---- Records to process

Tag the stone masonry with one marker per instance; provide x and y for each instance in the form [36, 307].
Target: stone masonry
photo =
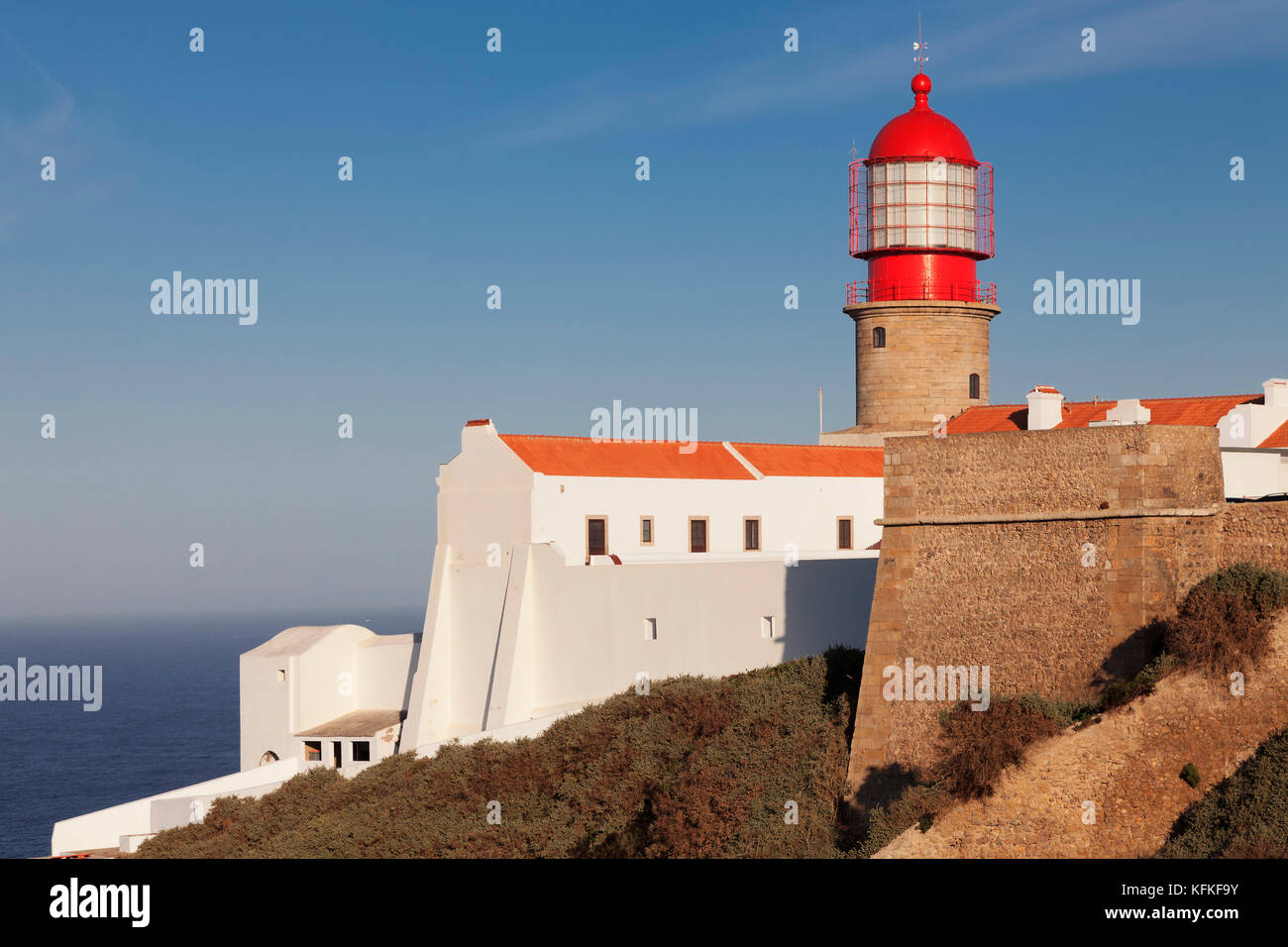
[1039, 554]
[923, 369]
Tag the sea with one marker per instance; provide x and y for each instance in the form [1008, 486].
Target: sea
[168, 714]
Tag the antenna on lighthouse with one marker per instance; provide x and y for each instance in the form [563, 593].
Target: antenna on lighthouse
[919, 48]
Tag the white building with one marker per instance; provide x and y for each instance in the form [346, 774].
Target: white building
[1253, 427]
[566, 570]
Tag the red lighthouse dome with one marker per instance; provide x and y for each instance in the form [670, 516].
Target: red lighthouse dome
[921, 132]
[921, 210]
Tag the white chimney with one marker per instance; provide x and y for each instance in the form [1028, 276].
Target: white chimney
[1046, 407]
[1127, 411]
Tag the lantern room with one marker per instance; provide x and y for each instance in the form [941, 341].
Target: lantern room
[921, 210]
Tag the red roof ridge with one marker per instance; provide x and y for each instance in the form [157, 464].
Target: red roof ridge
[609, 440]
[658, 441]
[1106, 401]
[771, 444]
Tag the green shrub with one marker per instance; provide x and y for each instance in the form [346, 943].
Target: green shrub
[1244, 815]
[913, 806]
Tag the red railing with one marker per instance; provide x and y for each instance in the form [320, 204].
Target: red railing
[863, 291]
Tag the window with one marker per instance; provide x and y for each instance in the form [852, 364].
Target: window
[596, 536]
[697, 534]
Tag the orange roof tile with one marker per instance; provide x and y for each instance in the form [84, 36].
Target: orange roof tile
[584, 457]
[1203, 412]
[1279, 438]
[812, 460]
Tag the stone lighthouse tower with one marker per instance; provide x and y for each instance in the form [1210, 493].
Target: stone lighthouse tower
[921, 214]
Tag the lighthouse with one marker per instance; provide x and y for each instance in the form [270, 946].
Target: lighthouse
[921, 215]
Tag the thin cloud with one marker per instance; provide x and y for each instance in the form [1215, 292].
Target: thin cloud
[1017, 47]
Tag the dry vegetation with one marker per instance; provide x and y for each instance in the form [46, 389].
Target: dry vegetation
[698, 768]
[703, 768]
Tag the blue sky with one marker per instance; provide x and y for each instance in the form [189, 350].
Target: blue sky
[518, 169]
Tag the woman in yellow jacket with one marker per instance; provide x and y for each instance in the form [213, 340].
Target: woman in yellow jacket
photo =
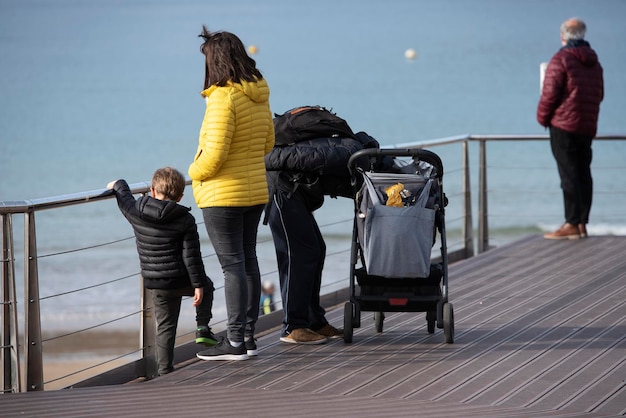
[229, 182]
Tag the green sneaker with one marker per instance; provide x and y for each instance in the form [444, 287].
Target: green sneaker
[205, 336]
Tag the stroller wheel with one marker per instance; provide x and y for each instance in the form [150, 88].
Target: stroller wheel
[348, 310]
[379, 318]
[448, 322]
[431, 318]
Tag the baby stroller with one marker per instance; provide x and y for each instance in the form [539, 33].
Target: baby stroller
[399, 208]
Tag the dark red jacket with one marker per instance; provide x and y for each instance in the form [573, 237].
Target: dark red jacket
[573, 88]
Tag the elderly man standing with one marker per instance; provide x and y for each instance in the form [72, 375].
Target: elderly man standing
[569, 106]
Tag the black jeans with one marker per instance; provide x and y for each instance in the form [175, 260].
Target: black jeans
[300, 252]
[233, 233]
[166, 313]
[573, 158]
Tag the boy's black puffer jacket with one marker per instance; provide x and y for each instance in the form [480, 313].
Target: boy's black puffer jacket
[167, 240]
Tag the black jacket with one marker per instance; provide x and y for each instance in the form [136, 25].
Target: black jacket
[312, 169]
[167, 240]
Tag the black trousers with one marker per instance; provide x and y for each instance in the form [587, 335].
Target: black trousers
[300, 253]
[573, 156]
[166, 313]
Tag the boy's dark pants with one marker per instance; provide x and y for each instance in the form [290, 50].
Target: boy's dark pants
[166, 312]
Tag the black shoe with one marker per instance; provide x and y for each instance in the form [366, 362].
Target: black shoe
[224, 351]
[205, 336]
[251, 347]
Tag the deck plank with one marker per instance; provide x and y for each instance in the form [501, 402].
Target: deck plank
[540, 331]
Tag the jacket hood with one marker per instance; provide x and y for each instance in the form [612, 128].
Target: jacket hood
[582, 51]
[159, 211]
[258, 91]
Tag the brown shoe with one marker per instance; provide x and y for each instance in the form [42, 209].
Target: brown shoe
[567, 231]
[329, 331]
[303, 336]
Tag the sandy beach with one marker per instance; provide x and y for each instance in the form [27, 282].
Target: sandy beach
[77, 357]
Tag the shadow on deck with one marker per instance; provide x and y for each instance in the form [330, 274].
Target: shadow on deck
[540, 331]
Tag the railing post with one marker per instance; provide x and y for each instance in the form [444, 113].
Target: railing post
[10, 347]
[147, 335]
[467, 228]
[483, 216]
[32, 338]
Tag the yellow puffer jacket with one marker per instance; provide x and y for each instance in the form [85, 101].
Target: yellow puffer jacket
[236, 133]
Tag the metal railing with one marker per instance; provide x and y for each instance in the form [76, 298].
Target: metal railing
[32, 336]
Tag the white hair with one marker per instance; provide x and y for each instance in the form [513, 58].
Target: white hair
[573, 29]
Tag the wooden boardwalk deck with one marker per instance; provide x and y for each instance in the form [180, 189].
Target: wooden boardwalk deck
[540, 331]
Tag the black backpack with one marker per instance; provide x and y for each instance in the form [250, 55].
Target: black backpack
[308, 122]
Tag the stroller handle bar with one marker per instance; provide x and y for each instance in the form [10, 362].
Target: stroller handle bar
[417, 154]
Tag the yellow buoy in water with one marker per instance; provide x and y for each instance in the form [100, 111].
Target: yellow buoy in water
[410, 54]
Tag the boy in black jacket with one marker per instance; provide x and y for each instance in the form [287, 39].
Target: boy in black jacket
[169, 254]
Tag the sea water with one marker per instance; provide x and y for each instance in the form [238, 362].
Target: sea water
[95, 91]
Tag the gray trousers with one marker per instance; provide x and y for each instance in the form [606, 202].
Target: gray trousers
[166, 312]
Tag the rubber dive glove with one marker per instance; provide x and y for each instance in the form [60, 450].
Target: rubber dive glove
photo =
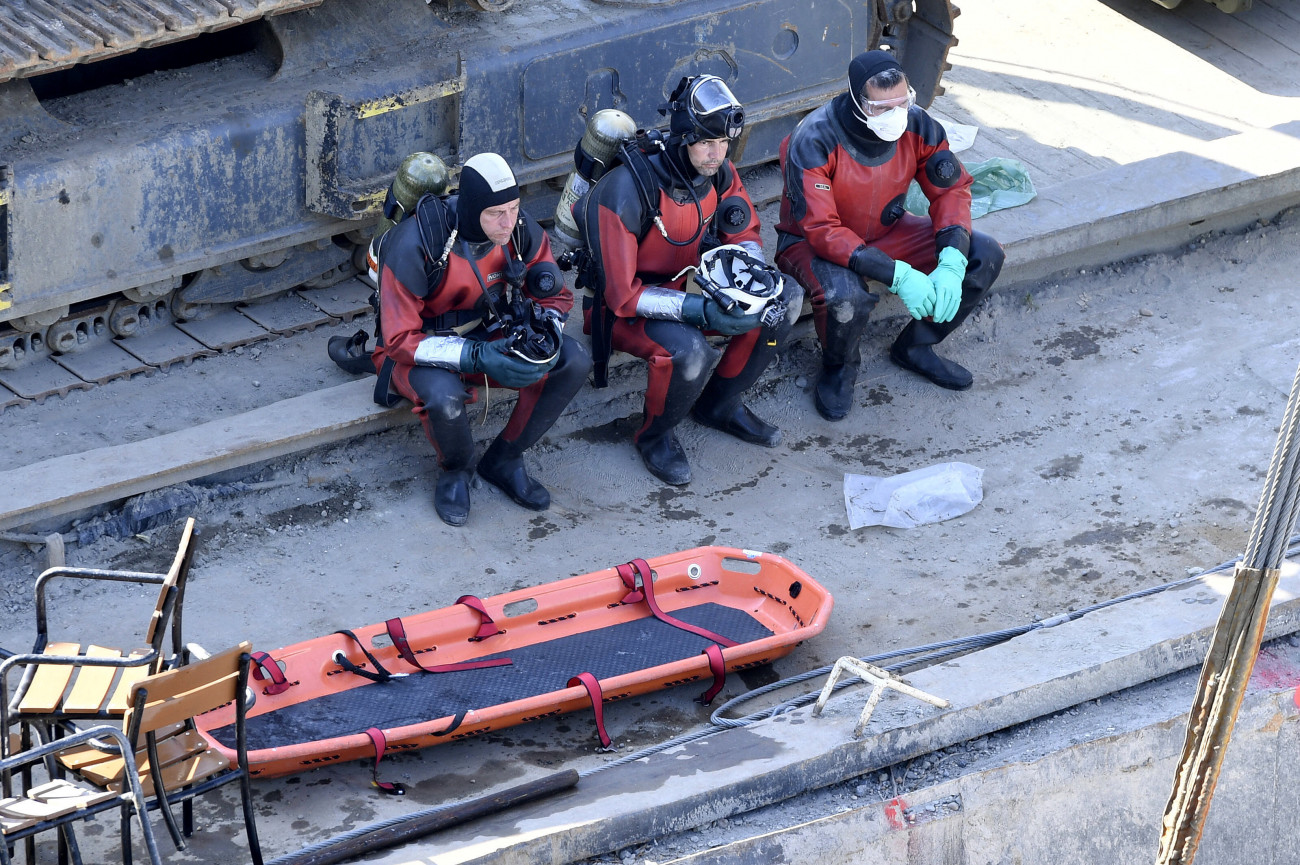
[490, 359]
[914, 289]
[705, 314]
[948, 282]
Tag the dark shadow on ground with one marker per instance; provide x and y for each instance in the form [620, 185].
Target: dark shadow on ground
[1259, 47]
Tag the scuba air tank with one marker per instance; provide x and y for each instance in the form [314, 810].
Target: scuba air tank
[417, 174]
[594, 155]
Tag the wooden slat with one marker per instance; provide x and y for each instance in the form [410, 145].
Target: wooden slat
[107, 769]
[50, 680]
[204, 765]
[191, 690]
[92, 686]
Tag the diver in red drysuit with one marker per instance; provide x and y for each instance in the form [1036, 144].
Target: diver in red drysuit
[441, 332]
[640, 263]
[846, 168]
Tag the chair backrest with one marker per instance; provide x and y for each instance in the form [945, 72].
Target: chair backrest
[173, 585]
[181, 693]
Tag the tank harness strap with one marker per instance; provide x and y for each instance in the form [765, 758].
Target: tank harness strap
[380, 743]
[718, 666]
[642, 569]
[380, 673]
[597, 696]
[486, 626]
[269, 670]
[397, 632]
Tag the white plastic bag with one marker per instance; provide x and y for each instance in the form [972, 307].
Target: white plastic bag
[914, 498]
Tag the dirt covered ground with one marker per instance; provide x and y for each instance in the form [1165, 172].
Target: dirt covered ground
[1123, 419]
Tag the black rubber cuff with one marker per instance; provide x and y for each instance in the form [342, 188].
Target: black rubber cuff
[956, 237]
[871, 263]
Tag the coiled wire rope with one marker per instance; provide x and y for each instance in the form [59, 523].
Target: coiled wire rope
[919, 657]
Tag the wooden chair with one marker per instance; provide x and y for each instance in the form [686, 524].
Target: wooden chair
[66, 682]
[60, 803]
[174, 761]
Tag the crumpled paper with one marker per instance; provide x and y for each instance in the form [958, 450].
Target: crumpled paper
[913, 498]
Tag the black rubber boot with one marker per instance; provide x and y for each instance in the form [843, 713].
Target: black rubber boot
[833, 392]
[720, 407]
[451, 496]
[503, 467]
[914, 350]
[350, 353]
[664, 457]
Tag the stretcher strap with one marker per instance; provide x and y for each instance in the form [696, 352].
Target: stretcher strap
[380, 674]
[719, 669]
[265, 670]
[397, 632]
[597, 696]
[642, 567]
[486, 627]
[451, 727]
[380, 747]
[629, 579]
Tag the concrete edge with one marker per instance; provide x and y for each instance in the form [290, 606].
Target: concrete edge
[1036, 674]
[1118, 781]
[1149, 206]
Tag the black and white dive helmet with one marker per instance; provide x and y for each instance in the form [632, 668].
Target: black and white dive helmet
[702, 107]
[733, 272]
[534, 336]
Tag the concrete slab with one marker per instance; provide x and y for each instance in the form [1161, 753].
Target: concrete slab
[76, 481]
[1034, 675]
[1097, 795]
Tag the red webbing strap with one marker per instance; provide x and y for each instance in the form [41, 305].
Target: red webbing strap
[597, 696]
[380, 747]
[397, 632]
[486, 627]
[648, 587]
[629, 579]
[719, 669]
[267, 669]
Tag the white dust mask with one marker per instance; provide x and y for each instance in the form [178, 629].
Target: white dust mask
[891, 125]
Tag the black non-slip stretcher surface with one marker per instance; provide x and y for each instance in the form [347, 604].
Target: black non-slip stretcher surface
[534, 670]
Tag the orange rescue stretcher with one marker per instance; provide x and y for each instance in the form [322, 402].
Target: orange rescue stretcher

--------

**Work required:** Reproduce nothing but the lines from the line containing "Tag the concrete edge" to the last line of the data, each exactly as written.

**Reply:**
Tag the concrete edge with one marker per instance; provide x and y for each instance in the form [290, 606].
Target: concrete edge
[1036, 674]
[1118, 781]
[1149, 206]
Tag the black and white dive helmet with one marker per instance; provide x and y for each instance in the form [632, 668].
Target: black and white dive helmet
[702, 107]
[733, 272]
[534, 336]
Tag the concrete slab with one marker per instance; provide x and y for each instance in the form [1161, 753].
Target: concrete slab
[76, 481]
[1034, 675]
[1097, 795]
Tag the red webbing strap with one marker per instance; provide x and y for each instance in the form [41, 305].
Target: red webbing strap
[597, 696]
[380, 747]
[397, 632]
[486, 627]
[648, 587]
[629, 579]
[719, 669]
[267, 669]
Tag the white dust mask with one marker per instance; provide x and y for each instance in the form [178, 629].
Target: white dust mask
[891, 125]
Tag the black non-slip stretcher surface with one marker per instance; provide x and y for each instance in the form [347, 604].
Target: black non-slip stretcher surface
[534, 670]
Tag the orange rescue stretcher with one marker per instance; provide x and y for each instance in the form [322, 402].
Target: orange rescue stretcher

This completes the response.